Among my Type A, career-minded friends, I've heard two opposing types of personal mantras for the amount of sleep a person should get. The first: 8 hours of sleep will help you be more awake and aware, and then you can work harder. The second: Sleep is for losers.
The American Time Use Survey (ATUS) reports that employed Americans spend on average one more hour working than they do sleeping on workdays. Worldwide, America lags behind Europe in OECD's work-life balance index—not to mention Americans are more likely to work late at night and on weekends than Europeans. And although the recommended amount of sleep is seven to eight hours a night, the Centers for Disease Control and Prevention reports that 30 percent of employed Americans—or roughly 40 million workers—sleeps six hours or fewer each night.
A new study in the journal Sleep looks at the activities that are most exchanged for slumber. Using data from the ATUS, researchers Mathias Basner, Andrea Spaeth, and David Dinges sorted sleepers into three groups and compared their waking habits: short sleepers (those who sleep fewer than six hours a night), normal sleepers (six to 11 hours), and long sleepers (more than 11 hours).
Number one on their list of sleep-reducing activities? Work.

- - -

- **REQUIREMENT 1**:
Revise the sleep passage from "A new study" up to and including "than 11 hours).", putting "rest" in place of "slumber".
- **REQUIREMENT 2**:
Answer these questions about the sleep passage:
(a) According to the Centers for Disease Control and Prevention, what percentage of employed Americans sleep six hours or fewer each night?
(b) In which journal did the new study appear?
(c) What activity tops the list of sleep-reducing activities?
The lines after this text are not needed.

- **INFORMATION PROVIDED**:
- - -

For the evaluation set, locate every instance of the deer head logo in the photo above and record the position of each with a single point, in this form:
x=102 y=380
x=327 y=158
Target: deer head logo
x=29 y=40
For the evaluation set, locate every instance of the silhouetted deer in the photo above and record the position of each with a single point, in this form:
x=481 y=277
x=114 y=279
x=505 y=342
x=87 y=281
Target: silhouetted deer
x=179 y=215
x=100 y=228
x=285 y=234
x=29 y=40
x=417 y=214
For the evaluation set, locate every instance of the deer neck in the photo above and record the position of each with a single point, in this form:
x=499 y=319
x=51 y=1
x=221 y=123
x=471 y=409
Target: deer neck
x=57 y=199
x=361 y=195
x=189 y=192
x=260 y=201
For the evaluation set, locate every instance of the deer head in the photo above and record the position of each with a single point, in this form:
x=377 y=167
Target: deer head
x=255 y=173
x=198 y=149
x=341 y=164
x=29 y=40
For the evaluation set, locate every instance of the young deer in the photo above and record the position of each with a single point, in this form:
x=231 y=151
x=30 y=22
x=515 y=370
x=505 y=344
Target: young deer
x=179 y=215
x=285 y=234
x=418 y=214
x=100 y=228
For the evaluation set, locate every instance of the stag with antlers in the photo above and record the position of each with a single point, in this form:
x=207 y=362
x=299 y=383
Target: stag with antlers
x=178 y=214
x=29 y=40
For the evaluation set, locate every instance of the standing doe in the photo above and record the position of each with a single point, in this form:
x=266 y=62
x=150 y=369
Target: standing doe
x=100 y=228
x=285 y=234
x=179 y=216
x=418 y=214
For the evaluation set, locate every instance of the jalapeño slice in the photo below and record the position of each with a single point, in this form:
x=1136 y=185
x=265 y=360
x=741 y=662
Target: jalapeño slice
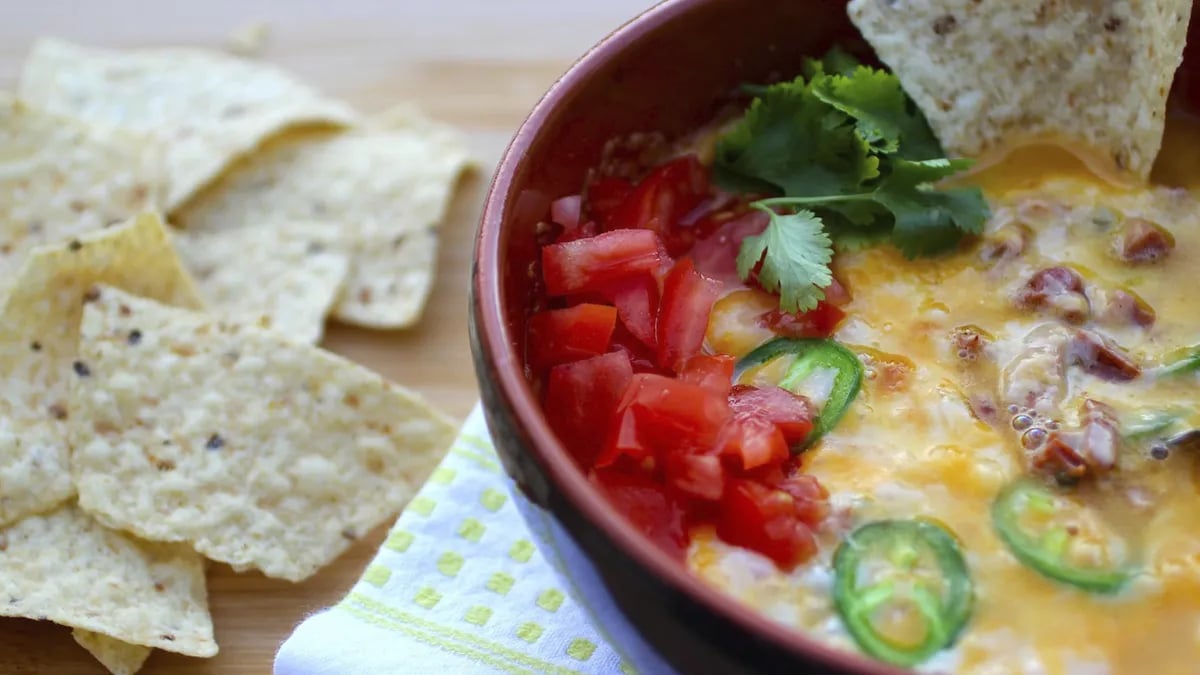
x=823 y=370
x=1181 y=362
x=1061 y=538
x=903 y=589
x=1150 y=423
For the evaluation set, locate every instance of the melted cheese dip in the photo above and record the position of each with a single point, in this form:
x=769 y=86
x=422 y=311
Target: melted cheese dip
x=930 y=434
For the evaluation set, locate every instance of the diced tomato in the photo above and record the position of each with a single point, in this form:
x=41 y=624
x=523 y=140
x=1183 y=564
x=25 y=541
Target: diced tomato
x=648 y=505
x=688 y=299
x=581 y=232
x=565 y=211
x=570 y=334
x=791 y=412
x=711 y=371
x=717 y=255
x=643 y=357
x=581 y=401
x=592 y=263
x=811 y=500
x=700 y=476
x=637 y=304
x=605 y=196
x=663 y=198
x=671 y=417
x=753 y=441
x=765 y=520
x=819 y=322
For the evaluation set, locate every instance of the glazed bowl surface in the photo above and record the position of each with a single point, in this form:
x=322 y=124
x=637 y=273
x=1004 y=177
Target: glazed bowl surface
x=669 y=71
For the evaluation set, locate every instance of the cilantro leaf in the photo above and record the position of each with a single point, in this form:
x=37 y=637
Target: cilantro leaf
x=791 y=142
x=929 y=220
x=883 y=114
x=853 y=154
x=795 y=252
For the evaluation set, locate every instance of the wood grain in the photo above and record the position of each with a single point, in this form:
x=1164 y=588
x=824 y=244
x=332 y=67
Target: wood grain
x=479 y=64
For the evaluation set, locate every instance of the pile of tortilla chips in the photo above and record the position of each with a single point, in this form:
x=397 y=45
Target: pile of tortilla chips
x=163 y=398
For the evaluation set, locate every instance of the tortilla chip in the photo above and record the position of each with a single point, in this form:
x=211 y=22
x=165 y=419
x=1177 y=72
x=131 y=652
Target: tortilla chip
x=60 y=178
x=383 y=190
x=120 y=658
x=991 y=76
x=67 y=568
x=39 y=336
x=261 y=452
x=287 y=281
x=205 y=107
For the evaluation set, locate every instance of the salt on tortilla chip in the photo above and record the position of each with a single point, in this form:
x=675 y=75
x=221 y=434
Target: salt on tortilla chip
x=283 y=279
x=205 y=107
x=383 y=189
x=67 y=568
x=60 y=178
x=261 y=452
x=991 y=76
x=120 y=658
x=39 y=336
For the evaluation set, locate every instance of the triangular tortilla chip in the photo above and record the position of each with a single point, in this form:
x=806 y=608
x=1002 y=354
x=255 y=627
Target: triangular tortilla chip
x=252 y=275
x=205 y=107
x=60 y=178
x=383 y=191
x=39 y=335
x=258 y=451
x=67 y=568
x=991 y=76
x=120 y=658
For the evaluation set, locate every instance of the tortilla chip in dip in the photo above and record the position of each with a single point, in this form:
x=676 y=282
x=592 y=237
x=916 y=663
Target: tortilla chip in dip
x=60 y=178
x=67 y=568
x=258 y=451
x=991 y=76
x=205 y=107
x=258 y=276
x=39 y=335
x=120 y=658
x=382 y=190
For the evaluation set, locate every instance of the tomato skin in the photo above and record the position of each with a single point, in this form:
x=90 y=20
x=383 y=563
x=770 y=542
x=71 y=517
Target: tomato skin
x=582 y=398
x=648 y=505
x=605 y=196
x=765 y=520
x=570 y=334
x=753 y=441
x=591 y=263
x=637 y=305
x=688 y=300
x=700 y=476
x=791 y=412
x=711 y=371
x=565 y=211
x=819 y=322
x=717 y=254
x=660 y=416
x=663 y=198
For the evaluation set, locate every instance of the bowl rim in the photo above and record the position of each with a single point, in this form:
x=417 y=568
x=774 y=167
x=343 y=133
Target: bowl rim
x=507 y=366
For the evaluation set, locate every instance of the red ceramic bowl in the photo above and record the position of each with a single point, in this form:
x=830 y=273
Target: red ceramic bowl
x=670 y=71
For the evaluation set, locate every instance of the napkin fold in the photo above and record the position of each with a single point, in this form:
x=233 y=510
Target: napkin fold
x=457 y=587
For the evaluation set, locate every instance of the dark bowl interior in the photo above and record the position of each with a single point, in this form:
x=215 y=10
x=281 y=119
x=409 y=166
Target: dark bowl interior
x=669 y=71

- - -

- **TASK RESPONSE 1**:
A new study in the journal Sleep looks at the activities that are most exchanged for rest. Using data from the ATUS, researchers Mathias Basner, Andrea Spaeth, and David Dinges sorted sleepers into three groups and compared their waking habits: short sleepers (those who sleep fewer than six hours a night), normal sleepers (six to 11 hours), and long sleepers (more than 11 hours).

- **TASK RESPONSE 2**:
(a) 30 percent, or roughly 40 million workers.
(b) Sleep.
(c) Work.